## Prompt
Continue the UNLV vs. Hawaii game preview from the point where it stops.

____ Text segment

UNLV vs. Hawaii: Three Keys to a Rebels Win
UNLV gets one last crack at a win when they head to the islands to face Hawaii. Here’s our preview of how the Rebels can upset the Warriors.
Can UNLV get into the win column?
WEEK 15: UNLV Rebels (0-5) vs. Hawaii Warriors (3-4)
WHEN: Saturday, December 12 — 8:00 PM PT/6:00 PM HT
WHERE: Aloha Stadium; Honolulu, HI
TV: Spectrum Pay-Per-View
STREAMING: For fans on the mainland, the game can be streamed using the Team1Sports application, which is available for download on Android and Apple devices and over-the-top platforms like Roku and Amazon Fire. Please note that the game will not be available on desktops or laptops.
You can also find the audio broadcast on TuneIn.
RADIO: The UNLV broadcast can be found in and around Las Vegas on ESPN 1100 AM and 100.9 FM. The Hawaii broadcast can be found on the ESPN Radio affiliate in Honolulu, on 1420 AM and 92.7 FM.
SERIES RECORD: Hawaii leads the series 17-12. In the last meeting on November 16, 2019, the Warriors defeated the Rebels in Las Vegas, 21-7.
LAST WEEK: UNLV had its home matchup against Boise State canceled because of COVID-19 concerns. Hawaii lost at home to San Jose State, 35-24..
ODDS (as of 12/10, via Vegas Insider): Hawaii -20
SP+ PROJECTION: Hawaii by 14.1 (79% win probability)
FEI PROJECTION: Hawaii by 14.7
The UNLV Rebels have had a long and demanding fall, but it will reach its conclusion one way or another late on Saturday night with a date on the islands against the Hawaii Warriors.

________
____ Extracted entries

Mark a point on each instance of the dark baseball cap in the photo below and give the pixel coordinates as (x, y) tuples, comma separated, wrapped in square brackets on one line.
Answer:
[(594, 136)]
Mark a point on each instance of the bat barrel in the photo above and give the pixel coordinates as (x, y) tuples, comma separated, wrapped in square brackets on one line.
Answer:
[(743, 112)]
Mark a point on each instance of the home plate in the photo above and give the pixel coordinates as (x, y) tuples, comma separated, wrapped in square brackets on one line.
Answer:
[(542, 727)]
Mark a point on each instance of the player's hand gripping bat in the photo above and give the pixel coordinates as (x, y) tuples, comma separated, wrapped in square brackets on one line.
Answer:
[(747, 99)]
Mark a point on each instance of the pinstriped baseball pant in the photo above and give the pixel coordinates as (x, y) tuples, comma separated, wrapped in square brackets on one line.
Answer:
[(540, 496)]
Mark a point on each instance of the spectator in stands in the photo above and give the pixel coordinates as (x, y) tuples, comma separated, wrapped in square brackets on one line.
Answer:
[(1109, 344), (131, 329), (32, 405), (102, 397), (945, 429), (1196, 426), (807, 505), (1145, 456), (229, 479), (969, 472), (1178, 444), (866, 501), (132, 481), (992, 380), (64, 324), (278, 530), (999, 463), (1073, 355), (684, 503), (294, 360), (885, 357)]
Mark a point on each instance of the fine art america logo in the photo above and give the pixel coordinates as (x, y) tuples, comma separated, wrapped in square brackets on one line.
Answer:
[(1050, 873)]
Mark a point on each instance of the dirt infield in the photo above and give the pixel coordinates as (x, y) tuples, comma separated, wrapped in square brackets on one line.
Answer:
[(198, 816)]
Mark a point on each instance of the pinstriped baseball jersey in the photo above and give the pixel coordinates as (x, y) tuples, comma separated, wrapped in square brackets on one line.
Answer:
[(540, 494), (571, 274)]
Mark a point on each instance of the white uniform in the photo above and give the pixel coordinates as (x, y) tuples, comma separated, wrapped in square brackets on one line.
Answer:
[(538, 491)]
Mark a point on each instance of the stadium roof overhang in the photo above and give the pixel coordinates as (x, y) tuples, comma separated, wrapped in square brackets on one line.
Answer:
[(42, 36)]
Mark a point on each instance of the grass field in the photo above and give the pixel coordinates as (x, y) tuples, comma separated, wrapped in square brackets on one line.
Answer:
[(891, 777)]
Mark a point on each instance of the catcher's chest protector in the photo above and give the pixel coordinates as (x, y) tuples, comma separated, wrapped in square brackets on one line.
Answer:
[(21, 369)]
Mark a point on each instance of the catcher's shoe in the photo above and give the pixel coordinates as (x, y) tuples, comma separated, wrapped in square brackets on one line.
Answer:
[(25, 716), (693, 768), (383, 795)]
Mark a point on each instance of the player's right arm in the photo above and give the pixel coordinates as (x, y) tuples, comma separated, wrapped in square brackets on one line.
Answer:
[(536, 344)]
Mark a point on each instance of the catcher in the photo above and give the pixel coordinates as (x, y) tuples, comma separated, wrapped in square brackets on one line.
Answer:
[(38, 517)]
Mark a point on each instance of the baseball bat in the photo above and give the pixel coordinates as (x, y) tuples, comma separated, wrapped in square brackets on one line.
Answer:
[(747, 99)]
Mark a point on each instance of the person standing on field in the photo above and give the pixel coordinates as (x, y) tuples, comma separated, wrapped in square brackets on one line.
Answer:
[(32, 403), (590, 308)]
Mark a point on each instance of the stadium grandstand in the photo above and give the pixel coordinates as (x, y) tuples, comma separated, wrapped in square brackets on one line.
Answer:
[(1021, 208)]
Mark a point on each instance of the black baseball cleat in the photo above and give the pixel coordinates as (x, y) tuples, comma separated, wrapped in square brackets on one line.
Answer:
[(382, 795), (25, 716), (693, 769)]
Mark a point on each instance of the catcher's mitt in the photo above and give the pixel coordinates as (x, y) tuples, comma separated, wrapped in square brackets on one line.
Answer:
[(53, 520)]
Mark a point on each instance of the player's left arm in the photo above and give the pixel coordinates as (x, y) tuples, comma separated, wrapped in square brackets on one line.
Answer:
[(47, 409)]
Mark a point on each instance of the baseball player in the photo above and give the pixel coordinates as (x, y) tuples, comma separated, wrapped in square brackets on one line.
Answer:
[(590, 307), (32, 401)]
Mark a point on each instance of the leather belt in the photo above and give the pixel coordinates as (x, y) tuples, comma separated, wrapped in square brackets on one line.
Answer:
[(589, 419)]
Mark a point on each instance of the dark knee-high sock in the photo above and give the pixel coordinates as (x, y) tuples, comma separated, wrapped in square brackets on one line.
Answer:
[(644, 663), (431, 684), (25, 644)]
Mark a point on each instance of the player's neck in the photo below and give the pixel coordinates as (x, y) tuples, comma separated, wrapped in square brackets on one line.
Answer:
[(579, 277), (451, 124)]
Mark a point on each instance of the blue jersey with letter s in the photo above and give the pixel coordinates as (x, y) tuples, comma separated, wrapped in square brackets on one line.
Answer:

________

## Output of the task
In recent years, the clash for the Island Showdown Trophy has often been more hotly contested than you might recall, with five of the last seven games between UNLV and Hawaii being decided by one score, though the Rebels have had a devil of a time hanging around in 2020 when teams begin to lean on their strengths and pull away. The Warriors aren’t without their own flaws heading into the finale, but they nearly came back from a huge defeat to steal a win from Boise State, they got Nevada to play into their hands in an upset victory over the Wolf Pack, and they almost overcome a three-touchdown deficit against San Jose State. Needless to say, the Rebels will need to bring their best to finally secure a “W”.
Here’s how UNLV can beat Hawaii.
Three Keys to a UNLV Victory
1. Get Charles Williams involved early.
We’ve been waiting all season long for the senior running back to finally break out, but the offense’s general inefficiencies haven’t really helped him much week after week and explains most of why he’s averaging a career-low 3.7 yards per attempt. Against Hawaii, though, the Rebels might actually get to save the best for last.
That’s because the Warriors have been blasted over the past month by running games of varying strength, allowing over six yards per carry to San Diego State and San Jose State and allowing 5.7 YPC to Nevada. Hawaii also ranks among the worst teams in the country by opportunity rate and power success rate so Williams, as perhaps the best individual runner that the Warriors will face in this stretch, could be poised for a big role in helping UNLV dictate the terms of the game.
2. Don’t lose the first fifteen minutes.
One season-long problem that UNLV has struggled to correct is that they’ve often put themselves in holes that they’ll ill-equipped to dig out of. Case in point, they’ve been outscored in the first quarter by a 43-13 margin across their five games, allowing 7.48 yards per carry on the ground and 8.8 yards per attempt through the air on defense. An anemic ground game is the primary culprit on offense, where the Rebels have averaged just 2.59 YPC.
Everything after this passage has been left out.